▸ **WORK INSTRUCTIONS**
Select and reproduce each line of the listing below that bears the string "coords".

▸ **DATA FOR ANALYSIS**
# # #

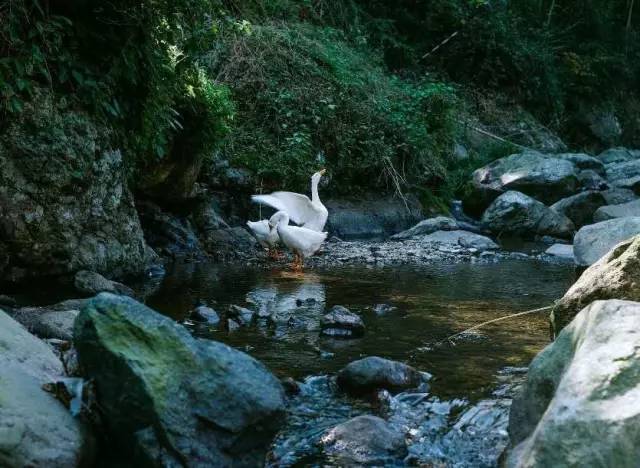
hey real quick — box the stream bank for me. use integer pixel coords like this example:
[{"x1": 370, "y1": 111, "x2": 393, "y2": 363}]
[{"x1": 2, "y1": 135, "x2": 640, "y2": 466}]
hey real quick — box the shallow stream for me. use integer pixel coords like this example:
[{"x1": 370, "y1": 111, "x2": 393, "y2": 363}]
[{"x1": 147, "y1": 258, "x2": 575, "y2": 466}]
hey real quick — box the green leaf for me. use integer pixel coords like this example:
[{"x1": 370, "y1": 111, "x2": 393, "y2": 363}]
[{"x1": 72, "y1": 70, "x2": 84, "y2": 85}]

# # #

▸ **EXERCISE SOLUTION**
hey real quick — box the stream bank for me. use integer pixel coords like this example:
hey real quick — box the shallow stream for me. use integer pixel coords like this example:
hey real quick — box the green leaf for me. use integer pixel coords like this example:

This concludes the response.